- **Objective**: Keep the pictures out of the copy and repeat the records exactly.

───── Entries ─────

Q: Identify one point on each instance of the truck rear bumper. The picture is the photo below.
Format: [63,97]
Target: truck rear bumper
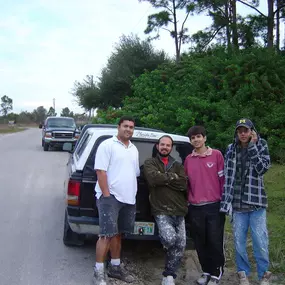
[90,225]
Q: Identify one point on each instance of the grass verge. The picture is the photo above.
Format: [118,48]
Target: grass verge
[275,188]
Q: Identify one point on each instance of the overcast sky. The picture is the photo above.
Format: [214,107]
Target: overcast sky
[46,45]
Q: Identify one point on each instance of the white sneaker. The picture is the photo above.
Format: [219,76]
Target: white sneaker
[265,278]
[213,281]
[169,280]
[204,279]
[99,277]
[243,280]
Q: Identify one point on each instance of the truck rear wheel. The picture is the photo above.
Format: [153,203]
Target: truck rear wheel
[71,238]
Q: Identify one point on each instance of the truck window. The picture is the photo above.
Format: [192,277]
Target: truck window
[82,145]
[61,123]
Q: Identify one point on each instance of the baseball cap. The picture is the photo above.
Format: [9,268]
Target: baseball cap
[244,123]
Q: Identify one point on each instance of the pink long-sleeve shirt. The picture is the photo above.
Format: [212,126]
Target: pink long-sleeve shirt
[206,176]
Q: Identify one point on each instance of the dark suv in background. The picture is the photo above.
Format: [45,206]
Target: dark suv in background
[58,130]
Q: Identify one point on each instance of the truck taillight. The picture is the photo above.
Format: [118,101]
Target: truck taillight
[73,193]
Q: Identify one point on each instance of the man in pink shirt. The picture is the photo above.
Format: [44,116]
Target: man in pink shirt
[205,171]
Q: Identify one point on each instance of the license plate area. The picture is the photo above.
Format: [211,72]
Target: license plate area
[144,228]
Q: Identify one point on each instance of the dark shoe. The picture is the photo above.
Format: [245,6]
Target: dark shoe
[99,277]
[266,278]
[119,272]
[214,281]
[204,279]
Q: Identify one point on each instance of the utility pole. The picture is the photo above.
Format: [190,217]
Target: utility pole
[53,100]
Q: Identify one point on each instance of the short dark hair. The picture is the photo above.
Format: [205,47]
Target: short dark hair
[196,130]
[126,118]
[165,136]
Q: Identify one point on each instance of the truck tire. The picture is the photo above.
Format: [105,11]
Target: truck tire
[71,238]
[46,146]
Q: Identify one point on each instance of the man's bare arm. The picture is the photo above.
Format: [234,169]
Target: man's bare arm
[103,182]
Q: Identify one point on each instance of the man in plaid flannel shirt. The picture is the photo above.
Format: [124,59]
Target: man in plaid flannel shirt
[246,161]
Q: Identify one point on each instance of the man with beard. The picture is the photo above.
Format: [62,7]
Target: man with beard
[247,160]
[167,184]
[117,166]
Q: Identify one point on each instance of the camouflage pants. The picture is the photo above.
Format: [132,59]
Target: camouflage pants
[173,238]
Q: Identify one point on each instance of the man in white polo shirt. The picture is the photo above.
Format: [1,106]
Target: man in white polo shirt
[117,168]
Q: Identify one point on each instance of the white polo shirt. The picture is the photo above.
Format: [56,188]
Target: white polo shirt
[121,163]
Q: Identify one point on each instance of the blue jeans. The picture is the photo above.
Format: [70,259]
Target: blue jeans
[256,222]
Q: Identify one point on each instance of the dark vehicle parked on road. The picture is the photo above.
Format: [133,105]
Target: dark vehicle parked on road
[58,130]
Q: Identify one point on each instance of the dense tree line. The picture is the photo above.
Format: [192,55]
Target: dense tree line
[234,68]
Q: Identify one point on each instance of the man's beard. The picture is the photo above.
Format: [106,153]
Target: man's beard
[164,154]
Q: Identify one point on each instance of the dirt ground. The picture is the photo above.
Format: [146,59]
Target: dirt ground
[145,260]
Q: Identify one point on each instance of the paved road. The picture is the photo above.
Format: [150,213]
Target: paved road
[31,216]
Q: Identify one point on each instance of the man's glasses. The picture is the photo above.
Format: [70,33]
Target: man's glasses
[240,131]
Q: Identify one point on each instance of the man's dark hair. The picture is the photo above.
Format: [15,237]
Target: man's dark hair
[165,136]
[196,130]
[126,118]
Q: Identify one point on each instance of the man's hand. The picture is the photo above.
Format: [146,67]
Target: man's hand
[253,136]
[173,176]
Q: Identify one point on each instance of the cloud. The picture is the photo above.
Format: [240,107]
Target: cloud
[46,45]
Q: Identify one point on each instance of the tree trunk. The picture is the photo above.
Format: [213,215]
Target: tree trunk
[228,31]
[270,23]
[233,9]
[278,26]
[177,49]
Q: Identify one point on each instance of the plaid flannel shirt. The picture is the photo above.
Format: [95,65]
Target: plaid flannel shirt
[259,162]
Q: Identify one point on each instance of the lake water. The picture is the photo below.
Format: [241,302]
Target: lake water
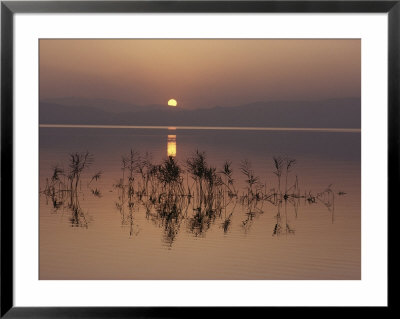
[313,233]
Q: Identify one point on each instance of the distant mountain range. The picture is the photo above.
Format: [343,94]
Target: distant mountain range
[332,113]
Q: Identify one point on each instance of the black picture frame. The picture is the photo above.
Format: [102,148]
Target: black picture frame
[9,8]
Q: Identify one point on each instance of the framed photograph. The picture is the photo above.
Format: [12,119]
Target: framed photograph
[164,155]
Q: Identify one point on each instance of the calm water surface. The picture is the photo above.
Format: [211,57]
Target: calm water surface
[316,235]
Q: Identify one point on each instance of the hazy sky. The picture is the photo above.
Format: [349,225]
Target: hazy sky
[200,73]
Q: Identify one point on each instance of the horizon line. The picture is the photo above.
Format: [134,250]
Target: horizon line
[231,128]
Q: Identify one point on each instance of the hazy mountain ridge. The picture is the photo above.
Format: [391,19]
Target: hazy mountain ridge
[338,113]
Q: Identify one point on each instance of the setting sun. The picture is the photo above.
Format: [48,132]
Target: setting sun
[172,102]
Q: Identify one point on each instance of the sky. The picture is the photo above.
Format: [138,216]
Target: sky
[200,73]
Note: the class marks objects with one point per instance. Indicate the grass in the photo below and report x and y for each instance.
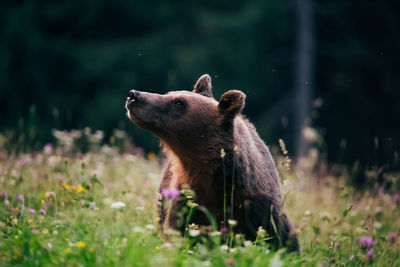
(85, 224)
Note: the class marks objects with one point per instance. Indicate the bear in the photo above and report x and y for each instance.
(212, 149)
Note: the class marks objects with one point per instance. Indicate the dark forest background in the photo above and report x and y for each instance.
(331, 65)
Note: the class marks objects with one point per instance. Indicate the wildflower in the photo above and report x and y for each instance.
(80, 189)
(117, 205)
(224, 247)
(222, 153)
(48, 148)
(232, 222)
(194, 232)
(224, 230)
(21, 162)
(150, 226)
(172, 193)
(393, 236)
(370, 254)
(366, 241)
(80, 244)
(50, 194)
(19, 197)
(151, 156)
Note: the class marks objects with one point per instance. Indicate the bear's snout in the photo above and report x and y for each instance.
(133, 95)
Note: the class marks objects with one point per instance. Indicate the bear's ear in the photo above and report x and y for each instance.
(231, 103)
(203, 86)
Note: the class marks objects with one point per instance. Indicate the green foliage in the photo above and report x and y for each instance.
(97, 209)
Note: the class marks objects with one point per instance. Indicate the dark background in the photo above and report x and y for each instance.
(69, 64)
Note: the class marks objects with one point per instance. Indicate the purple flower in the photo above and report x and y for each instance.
(366, 241)
(21, 162)
(170, 193)
(48, 148)
(370, 254)
(19, 197)
(224, 230)
(393, 236)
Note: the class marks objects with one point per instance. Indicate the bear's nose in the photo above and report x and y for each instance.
(133, 95)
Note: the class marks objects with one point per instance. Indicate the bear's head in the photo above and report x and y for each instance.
(190, 123)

─────

- **Full response**:
Q: Identify one point on each instance of the truck rear bumper. The picture is the photo below.
Format: [63,97]
Target: truck rear bumper
[90,225]
Q: Identify one point on each instance of the grass verge. The picture is the photo above.
Format: [118,48]
Target: grass verge
[275,188]
Q: Identify one point on each instance of the overcast sky. The picture is the photo above.
Format: [214,107]
Target: overcast sky
[46,45]
Q: Identify one point on each instance of the white sneaker. The picture is the photo above.
Format: [219,76]
Target: white sneaker
[265,278]
[213,281]
[169,280]
[204,279]
[99,277]
[243,280]
Q: Identify one point on each instance of the truck rear wheel. The picture is the photo above.
Format: [153,203]
Target: truck rear wheel
[71,238]
Q: Identify one point on each instance of the truck window. The picture is the photo above.
Format: [192,277]
Target: truck window
[82,145]
[61,123]
Q: Identify one point on each instance of the baseball cap. The picture is the photo above.
Format: [9,268]
Target: baseball cap
[244,123]
Q: Identify one point on each instance of the pink long-sleeve shirt. The picture is the photo above.
Format: [212,126]
Target: pink long-sleeve shirt
[206,176]
Q: Identify one point on each instance of the dark suv in background. The picture is the photo above.
Format: [45,206]
Target: dark suv in background
[58,130]
Q: Identify one point on each instance of the truck taillight. The picture is the photo above.
Format: [118,101]
Target: truck taillight
[73,193]
Q: Identify one point on each instance of the man in pink shirt. The picture is the photo above.
Format: [44,116]
Target: man in pink shirt
[205,171]
Q: Identify one point on each instance of the license plate area. The picture is the photo above.
Format: [211,72]
Target: license plate area
[144,228]
Q: Identify one point on each instance of the dark shoe. The picture is the photo above.
Format: [245,6]
Target: dark shoe
[99,277]
[266,278]
[119,272]
[214,281]
[204,279]
Q: Identify one point on each instance of the utility pole. The picture is the photo above.
Format: [190,217]
Target: utility pole
[53,100]
Q: Identify one point on each instance of the short dark hair. The picture is the photo above.
Format: [205,47]
Target: short dark hair
[196,130]
[126,118]
[165,136]
Q: Identify one point on each instance of the truck tire. The picture is the photo above.
Format: [105,11]
Target: truck tire
[71,238]
[46,146]
Q: Identify one point on each instance of the man's bare arm. The picture is the photo above.
Format: [234,169]
Target: man's bare arm
[103,182]
Q: Identify one point on each instance of the man in plaid flannel shirt. The picture is the photo above.
Format: [124,59]
Target: man in plaid flannel shirt
[246,161]
Q: Identify one point on each instance of the man with beard. The picture is the photo above.
Format: [62,7]
Target: man with beard
[247,160]
[167,184]
[117,166]
Q: Identify one point on each instance of the camouflage pants. The picture is the photo above.
Format: [132,59]
Target: camouflage pants
[173,238]
Q: Identify one point on each instance of the man in white polo shirt. The picture is the photo above.
Format: [1,106]
Target: man in white polo shirt
[117,168]
Q: Identify one point on each instance of the white polo shirt. The picture is the photo above.
Format: [56,188]
Target: white polo shirt
[121,163]
Q: Identify one point on each instance of the blue jeans. The picture is the photo above.
Format: [70,259]
Target: blue jeans
[256,222]
Q: Identify one point on each instance of the dark vehicle parked on road. The picture is the photo above.
Format: [133,105]
Target: dark vehicle parked on road
[58,130]
Q: Identify one point on each instance of the dense tree line. The picture is the photo above.
Format: [192,55]
Target: dense tree line
[234,68]
Q: Identify one point on each instance of the man's beard. The picture is the photo above.
Format: [106,153]
Target: man's beard
[164,154]
Q: Identify one point on each instance of the dirt ground. The picture is the photo above.
Format: [146,59]
Target: dirt ground
[145,260]
Q: Identify one point on each instance of the paved road. The picture is the photo above.
Format: [150,213]
Target: paved road
[31,216]
Q: Identify one point on each instance of the man's glasses. The picture is the photo above.
Format: [70,33]
Target: man's glasses
[240,131]
Q: Identify one point on each instance of the man's dark hair. The picture is the photo above.
Format: [15,237]
Target: man's dark hair
[165,136]
[196,130]
[126,118]
Q: Identify one point on each instance of the man's hand. The picture is the photo above.
Format: [146,67]
Target: man's hand
[253,136]
[173,176]
Q: Identify one point on each instance of the cloud. The picture is the photo above.
Format: [240,107]
Target: cloud
[46,45]
Q: Identify one point on each instance of the tree trunk. The picture is the photo above.
Format: [213,215]
Target: tree trunk
[228,31]
[270,23]
[233,9]
[278,26]
[177,49]
Q: Identify one point on each instance of the plaid flannel shirt. The picture is the photo above.
Format: [95,65]
Target: plaid flannel shirt
[259,162]
Q: Identify one point on each instance of the lake water. The picture is the photo below.
Format: [241,302]
Target: lake water
[313,233]
Q: Identify one point on each instance of the distant mountain range. The picture is the photo above.
Format: [343,94]
Target: distant mountain range
[332,113]
Q: Identify one point on each instance of the black picture frame. The picture is the photo above.
Format: [102,148]
Target: black picture frame
[9,8]
Q: Identify one point on each instance of the framed photograph. The picture is the photo above.
Format: [12,119]
Target: framed photograph
[164,155]
Q: Identify one point on each instance of the calm water surface. The picture is the photo above.
Format: [211,57]
Target: calm water surface
[316,235]
Q: Identify one point on each instance of the hazy sky. The picture is the photo above.
Format: [349,225]
Target: hazy sky
[200,73]
Q: Identify one point on each instance of the horizon line. The picture is the photo above.
Format: [134,250]
Target: horizon line
[231,128]
Q: Identify one point on each instance of the hazy mountain ridge. The picture is the photo above.
Format: [391,19]
Target: hazy mountain ridge
[338,113]
Q: Identify one point on each instance of the setting sun. The picture is the photo above.
Format: [48,132]
Target: setting sun
[172,102]
Q: Identify one point on each instance of the sky. The picture is the photo above.
Format: [138,216]
Target: sky
[200,73]
Note: the class marks objects with one point per instance. Indicate the grass in the photo below and report x and y for each instance.
(85, 224)
Note: the class marks objects with one point per instance. Indicate the bear in the photo above and report x and y for each instance.
(212, 149)
Note: the class marks objects with one point per instance. Indicate the dark forest background in the photo above and report x and y for each instance.
(331, 65)
Note: the class marks objects with one point per instance. Indicate the wildflower in the photo above and report x and y for each instance.
(80, 189)
(117, 205)
(224, 247)
(222, 153)
(48, 148)
(232, 222)
(194, 232)
(224, 230)
(21, 162)
(150, 226)
(172, 193)
(393, 236)
(370, 254)
(366, 241)
(80, 244)
(50, 194)
(19, 197)
(151, 156)
Note: the class marks objects with one point per instance. Indicate the bear's snout in the photo above and report x and y for each instance.
(133, 95)
Note: the class marks objects with one point per instance. Indicate the bear's ear in the photo above and report x and y for each instance.
(231, 103)
(203, 86)
Note: the class marks objects with one point per instance. Indicate the green foliage in the photo above and report x and y for each instance.
(97, 209)
Note: the class marks objects with one point per instance. Indicate the dark background in the photo above and report x and y for each instance.
(69, 64)
Note: the class marks objects with one point per instance. Indicate the purple flower in the photo above and report x and y for each instance.
(366, 241)
(21, 162)
(170, 193)
(48, 148)
(370, 254)
(19, 197)
(224, 230)
(393, 236)
Note: the class marks objects with one point per instance. Indicate the bear's nose in the photo above and report x and y for each instance.
(133, 95)
Note: the class marks objects with one point per instance. Indicate the bear's head in the photo above and report x and y for each instance.
(190, 123)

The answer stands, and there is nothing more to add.